« Le Code d’Esther », interview de Bernard Benyamin…

Avoir le privilège de suivre un projet de livre, de son premier jet à sa rédaction finale, est une expérience précieuse. C’est ce qui m’est arrivé avec « Le Code d’Esther » de mon ami Bernard Benyamin. Sorti le mois dernier chez First, il s’agit d’une formidable enquête fondée sur le Livre d’Esther, étonnant texte de la Torah qui, pour la première fois dans l’Histoire, évoquait une tentative d’extermination totale de la population juive au temps du roi de Perse Assuérus, et sur les éléments plus que mystérieux qui le lient de manière prophétique – notamment à travers un code chiffré anachronique inexplicable – au IIIe Reich et à l’horreur de la Shoah…

S.K : Il t’a suffi d’un coup d’œil sur les recherches de Yohan Perez, ton guide, pour te lancer dans « ce projet de dingue », cette déstabilisante et passionnante enquête. Je te connais comme étant à la fois très ouvert et très rationnel. Qu’est-ce qui t’a poussé à vivre cette aventure ?

Bernard Benyamin : Yohan ne m’a pas tout dévoilé tout de suite. Son enquête ne le satisfaisait pas, et il cherchait une confirmation auprès d’un journaliste reconnu. Il a voulu la mettre à l’épreuve à travers moi. Quant à moi, plongé dans le deuil de ma mère, j’avais un immense vide à combler. Ce projet est très bien tombé : j’étais à la fois dévasté et désœuvré. En le lisant, j’ai été immédiatement passionné, et je me suis dit : « Faut y aller ! » Tout au long de cette enquête, quand j’étais confronté à un problème ou à une énigme, j’ai convoqué ma mère. Et d’une manière ou d’une autre, c’est en évoquant sa mémoire que je trouvais pistes et solutions. Elle est venue m’aider à chaque fois. En dehors de cette extraordinaire histoire entre la Shoah et le Royaume d’Assuérus, ce livre est d’abord un hommage à sa mémoire.

S.K : Non seulement le Livre d’Esther déclenche un nombre incroyable de questions, mais c’est un texte hors norme par rapport à tous ceux de la Torah. Il ne se trouvait pas parmi les manuscrits de Qumrân, alors qu’on le date de 2300 ans. Et puis il y a le traité de Meguila (datant, lui, d’environ 450 ans après J.C.), qui l’accompagne : c’est un ensemble de commentaires et de règles qui l’éclairent de façon incroyable, en y ajoutant des notations très précises, elles-mêmes quasi prophétiques. Tu peux nous en parler un peu ?

- _Données_:

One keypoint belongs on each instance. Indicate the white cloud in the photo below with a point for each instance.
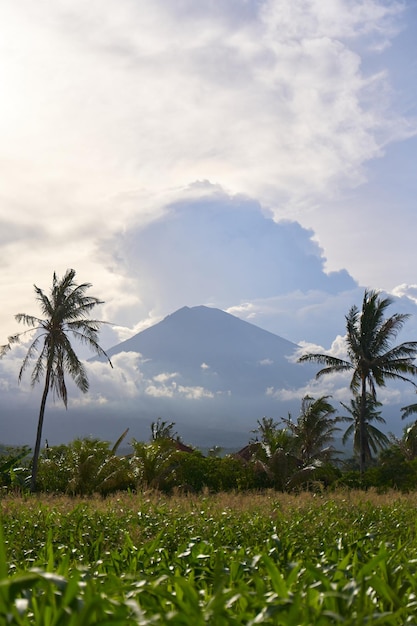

- _Consignes_:
1 - Selon l'interview sur « Le Code d'Esther », chez quel éditeur le livre est-il sorti ?
2 - Recopiez mot pour mot le passage de l'interview sur « Le Code d'Esther » qui va de « Bernard Benyamin : Yohan » jusqu'à « à sa mémoire. ».

- _Réponses_:
1 - Le livre est sorti chez First.

2 -
Bernard Benyamin : Yohan ne m’a pas tout dévoilé tout de suite. Son enquête ne le satisfaisait pas, et il cherchait une confirmation auprès d’un journaliste reconnu. Il a voulu la mettre à l’épreuve à travers moi. Quant à moi, plongé dans le deuil de ma mère, j’avais un immense vide à combler. Ce projet est très bien tombé : j’étais à la fois dévasté et désœuvré. En le lisant, j’ai été immédiatement passionné, et je me suis dit : « Faut y aller ! » Tout au long de cette enquête, quand j’étais confronté à un problème ou à une énigme, j’ai convoqué ma mère. Et d’une manière ou d’une autre, c’est en évoquant sa mémoire que je trouvais pistes et solutions. Elle est venue m’aider à chaque fois. En dehors de cette extraordinaire histoire entre la Shoah et le Royaume d’Assuérus, ce livre est d’abord un hommage à sa mémoire.